PASSAGE PROVIDED below:

Introduction In ARIEL3 (NCT01968213), the poly(adenosine diphosphate-ribose) polymerase inhibitor rucaparib significantly improved progression-free survival versus placebo regardless of biomarker status when used as maintenance treatment for recurrent ovarian cancer. The aim of the current analyses was to evaluate the efficacy and safety of rucaparib in subgroups based on progression-free interval following penultimate platinum, number of prior chemotherapies, and prior use of bevacizumab.

Methods Patients were randomized 2:1 to rucaparib 600 mg twice daily or placebo. Within subgroups, progression-free survival was assessed in prespecified, nested cohorts: BRCA-mutant, homologous recombination deficient (BRCA-mutant or wild-type BRCA/high genomic loss of heterozygosity), and the intent-to-treat population.

Results In the intent-to-treat population, median investigator-assessed progression-free survival was 8.2 months with rucaparib versus 4.1 months with placebo (n=151 vs n=76; HR 0.33, 95% CI 0.24 to 0.46, p<0.0001) for patients with progression-free interval 6 to ≤12 months, and 13.6 versus 5.6 months (n=224 vs n=113; HR 0.39, 95% CI 0.30 to 0.52, p<0.0001) for those with progression-free interval >12 months. Median progression-free survival was 10.4 versus 5.4 months (n=231 vs n=124; HR 0.42, 95% CI 0.32 to 0.54, p<0.0001) for patients who had received two prior chemotherapies, and 11.1 versus 5.3 months (n=144 vs n=65; HR 0.28, 95% CI 0.19 to 0.41, p<0.0001) for those who had received ≥3 prior chemotherapies. Median progression-free survival was 10.3 versus 5.4 months (n=83 vs n=43; HR 0.42, 95% CI 0.26 to 0.68, p=0.0004) for patients who had received prior bevacizumab, and 10.9 versus 5.4 months (n=292 vs n=146; HR 0.35, 95% CI 0.28 to 0.45, p<0.0001) for those who had not. Across subgroups, median progression-free survival was also significantly longer with rucaparib versus placebo in the BRCA-mutant and homologous recombination deficient cohorts. Safety was consistent across subgroups.

End of PASSAGE PROVIDED.
COLLECTED DATA below:

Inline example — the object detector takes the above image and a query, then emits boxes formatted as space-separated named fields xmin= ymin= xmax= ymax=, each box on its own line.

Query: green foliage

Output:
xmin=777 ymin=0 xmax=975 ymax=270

End of COLLECTED DATA.

## REQUIRED WORK
(1) Answer the following from the passage on rucaparib in ARIEL3:
(a) What trial identifier is given for ARIEL3?
(b) At what dose and schedule was rucaparib given?
(c) How many patients in the placebo arm had received prior bevacizumab?
(2) Extend the passage on rucaparib in ARIEL3, beginning after its final sentence.
The lines are not used in any of these tasks.

## ANSWER LIST
(1)
(a) NCT01968213
(b) 600 mg twice daily
(c) 43

(2)
Conclusions Rucaparib maintenance treatment significantly improved progression-free survival versus placebo irrespective of progression-free interval following penultimate platinum, number of lines of prior chemotherapy, and previous use of bevacizumab.

  • ovarian cancer

Data availability statement

Requests for de-identified datasets for the results reported in this publication will be made available to qualified researchers following submission of a methodologically sound proposal to medinfo@clovisoncology.com. Data will be made available for such requests following online publication of this article and for 1 year thereafter in compliance with applicable privacy laws, data protection, and requirements for consent and anonymization. Data will be provided by Clovis Oncology. The redacted protocol for the ARIEL3 clinical study is available on ClinicalTrials.gov (NCT01968213). Clovis Oncology does not share identified participant data or a data dictionary.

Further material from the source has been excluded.